## [What needs to be done]
Carry the ioos_qc quality-control walkthrough forward from its last line of code.

## [Source excerpt]
------------------------------

Option A: Manually run tests and store results

Store test configurations externally, pass your configuration and netcdf file to ioos_qc, and manually update netcdf variables with results of the test.

Note: For tests that need tinp, zinp, etc, use args to define the t, x, y, z dimensions. In this case, we need latitude and longitude for the location test.

[7]:
from ioos_qc.qartod import aggregate
from ioos_qc.streams import XarrayStream
from ioos_qc.results import collect_results, CollectedResult

qc = XarrayStream(pco2, lon="lon", lat="lat")

# Store as a list to run QC now
runner = list(qc.run(c))

results = collect_results(runner, how='list')

agg = CollectedResult(
    stream_id='',
    package='qartod',
    test='qc_rollup',
    function=aggregate,
    results=aggregate(results),
    tinp=qc.time(),
    data=data
)
results.append(agg)

------------------------------

## [Stored items from a collection]
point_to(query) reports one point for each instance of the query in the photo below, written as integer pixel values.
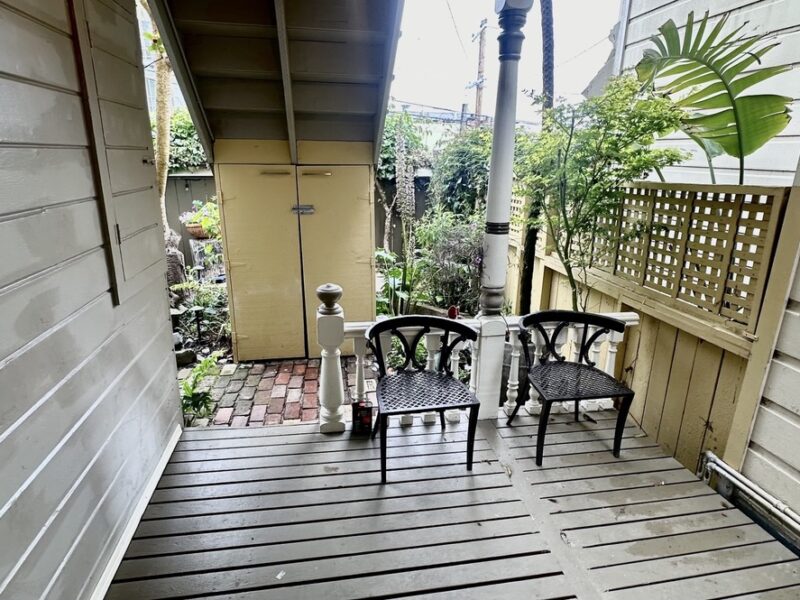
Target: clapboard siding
(773, 456)
(88, 384)
(773, 164)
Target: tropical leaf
(708, 75)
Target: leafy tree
(708, 74)
(461, 170)
(399, 129)
(186, 151)
(574, 170)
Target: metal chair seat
(561, 381)
(418, 391)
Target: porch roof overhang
(277, 70)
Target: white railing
(604, 352)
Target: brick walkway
(269, 393)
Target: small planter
(196, 231)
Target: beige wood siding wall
(686, 387)
(773, 456)
(773, 164)
(87, 385)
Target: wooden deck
(289, 513)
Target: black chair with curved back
(558, 380)
(413, 389)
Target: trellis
(707, 247)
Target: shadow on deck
(289, 513)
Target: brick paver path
(270, 393)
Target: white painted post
(614, 339)
(360, 349)
(512, 389)
(431, 344)
(330, 334)
(512, 16)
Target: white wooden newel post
(330, 334)
(512, 15)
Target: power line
(455, 26)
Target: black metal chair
(558, 380)
(411, 388)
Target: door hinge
(303, 209)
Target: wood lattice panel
(707, 247)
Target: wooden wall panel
(88, 386)
(32, 178)
(686, 387)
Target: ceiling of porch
(270, 69)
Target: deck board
(287, 512)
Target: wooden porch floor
(289, 513)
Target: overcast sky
(437, 58)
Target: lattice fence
(707, 247)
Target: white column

------------------------------

## [Response to this task]
results
[7]:
[<CollectedResult stream_id=pco2_seawater package=qartod test=gross_range_test>,
 <CollectedResult stream_id=pco2_seawater package=qartod test=spike_test>,
 <CollectedResult stream_id=pco2_seawater package=qartod test=location_test>,
 <CollectedResult stream_id=pco2_seawater package=qartod test=flat_line_test>,
 <CollectedResult stream_id= package=qartod test=qc_rollup>]
[8]:
plot_ncresults(pco2, "pco2_seawater", results, "pCO2 seawater", "gross_range_test")
[9]:
plot_ncresults(pco2, "pco2_seawater", results, "pCO2 seawater", "spike_test")
[10]:
plot_ncresults(pco2, "pco2_seawater", results, "pCO2 seawater", "flat_line_test")
[11]:
plot_ncresults(pco2, "pco2_seawater", results, "pCO2 seawater", "location_test")
[12]:
# To see overall results, use the aggregate test
plot_ncresults(pco2, "", results, "pCO2 seawater", "qc_rollup")
[13]:
# Store results manually
# This is just a simple example and stores the aggregate test flag as a variable.
# You can expand upon this, or use the ioos_qc library to store the results for you (see subsequent examples)
# and use xarray's to_xxx methods to serialize results to whichever format you prefer

agg_da = xr.DataArray(agg.results, {}, ('time',))
output_xds = pco2.assign(
    qartod_aggregate=agg_da
)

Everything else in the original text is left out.